[Problem requirements]: Transcribe all of the data exactly, leaving nothing out.
Content starts
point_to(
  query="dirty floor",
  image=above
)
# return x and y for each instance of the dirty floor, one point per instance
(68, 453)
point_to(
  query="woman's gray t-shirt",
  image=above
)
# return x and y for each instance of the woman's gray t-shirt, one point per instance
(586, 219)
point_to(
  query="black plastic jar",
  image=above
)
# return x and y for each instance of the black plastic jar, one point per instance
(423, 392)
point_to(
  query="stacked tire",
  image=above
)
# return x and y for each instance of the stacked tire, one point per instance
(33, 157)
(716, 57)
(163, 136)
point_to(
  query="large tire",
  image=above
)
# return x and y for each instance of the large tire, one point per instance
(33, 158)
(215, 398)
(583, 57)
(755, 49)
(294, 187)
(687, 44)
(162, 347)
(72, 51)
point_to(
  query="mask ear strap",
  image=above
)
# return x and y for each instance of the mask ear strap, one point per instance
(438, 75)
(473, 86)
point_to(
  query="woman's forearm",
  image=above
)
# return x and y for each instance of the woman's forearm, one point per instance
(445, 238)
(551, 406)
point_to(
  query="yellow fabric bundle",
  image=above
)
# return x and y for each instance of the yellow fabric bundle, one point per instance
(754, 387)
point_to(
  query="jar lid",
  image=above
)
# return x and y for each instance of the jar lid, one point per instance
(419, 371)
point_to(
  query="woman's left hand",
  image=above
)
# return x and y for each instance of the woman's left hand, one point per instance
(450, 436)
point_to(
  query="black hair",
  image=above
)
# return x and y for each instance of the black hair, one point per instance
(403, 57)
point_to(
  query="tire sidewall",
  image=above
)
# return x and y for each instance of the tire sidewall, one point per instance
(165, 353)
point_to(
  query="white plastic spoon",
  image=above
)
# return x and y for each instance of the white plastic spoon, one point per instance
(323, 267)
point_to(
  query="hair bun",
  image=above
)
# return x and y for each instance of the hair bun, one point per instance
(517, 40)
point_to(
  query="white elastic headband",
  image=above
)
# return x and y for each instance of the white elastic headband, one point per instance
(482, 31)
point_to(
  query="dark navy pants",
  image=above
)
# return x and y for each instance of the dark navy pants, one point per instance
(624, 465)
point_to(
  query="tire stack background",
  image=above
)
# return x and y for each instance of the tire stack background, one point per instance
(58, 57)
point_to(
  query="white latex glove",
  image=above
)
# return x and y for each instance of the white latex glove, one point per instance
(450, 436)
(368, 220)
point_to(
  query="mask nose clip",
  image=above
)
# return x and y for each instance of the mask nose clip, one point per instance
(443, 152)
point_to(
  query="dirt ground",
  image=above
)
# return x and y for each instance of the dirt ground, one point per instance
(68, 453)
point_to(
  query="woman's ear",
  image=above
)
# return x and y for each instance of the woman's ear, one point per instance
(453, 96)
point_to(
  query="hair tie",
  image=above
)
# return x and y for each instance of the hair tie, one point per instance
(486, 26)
Content ends
[Result]:
point_to(
  query="dirty floor",
  image=above
)
# return x and y for each instance of the dirty floor, one point per instance
(68, 453)
point_to(
  query="woman's gray t-shirt",
  image=above
)
# return x and y for each instance of the woman's gray t-shirt, one point per instance
(586, 219)
point_to(
  query="black plastic jar",
  image=above
)
# return x and y for each instance of the black plastic jar, one point per instance
(423, 392)
point_to(
  query="stacked tire",
  image=above
)
# return x and y for each instance of the stacked tire, one point per instance
(33, 157)
(716, 57)
(163, 136)
point_to(
  query="large tire",
  image=above
)
# return x and y for each instance of the large tire, one point per instance
(33, 158)
(215, 398)
(583, 57)
(755, 49)
(294, 187)
(687, 44)
(162, 347)
(72, 51)
point_to(
  query="mask ear strap",
  image=above
)
# return x and y for each instance of the mask ear strap, one point per instance
(438, 75)
(473, 86)
point_to(
  query="woman's forearm",
  image=above
)
# return x and y for each instance of the woman's forearm, one point per instance
(445, 238)
(551, 406)
point_to(
  query="yellow fabric bundle",
  image=above
)
# return x and y for each instance of the yellow fabric bundle, one point per instance
(754, 387)
point_to(
  query="jar lid",
  image=above
)
# return x and y for each instance of the jar lid, one point per instance
(419, 371)
point_to(
  query="woman's left hand",
  image=above
)
# return x and y for each instance of the woman's left hand, one point per instance
(450, 436)
point_to(
  query="black hair",
  image=above
)
# return x and y for each instance of the black hair, one point per instance
(403, 57)
point_to(
  query="tire sidewall",
  image=above
)
# return x and y for each instance of the tire sidewall, one point per instance
(165, 353)
point_to(
  query="white plastic spoon",
  image=above
)
# return x and y for each instance of the white plastic spoon, one point per instance
(323, 267)
point_to(
  query="hair bun",
  image=above
)
# return x and y for each instance of the hair bun, one point per instance
(517, 40)
point_to(
  query="white elastic headband",
  image=above
)
# return x and y for each instance of the white elastic headband, one point per instance
(482, 31)
point_to(
  query="dark navy pants",
  image=above
)
# return x and y for each instance of the dark navy pants, one point per instance
(624, 465)
point_to(
  query="tire stack background",
  image=above
)
# return x and y for each instance of the tire stack background, one point per instance
(58, 57)
point_to(
  query="white latex glove",
  image=above
)
# return x and y for each instance of the white latex glove, one point per instance
(450, 436)
(368, 220)
point_to(
  query="mask nose clip",
  image=above
)
# return x and y for each instance of the mask nose clip, one point per instance
(443, 152)
point_to(
  query="dirt ground",
  image=above
)
# return x and y for each instance of the dirt ground, one point per instance
(68, 453)
point_to(
  query="woman's ear",
  image=above
)
# return x and y for each instance of the woman's ear, one point per instance
(453, 96)
point_to(
  query="hair tie",
  image=above
)
# return x and y for each instance of the hair tie, one point per instance
(486, 26)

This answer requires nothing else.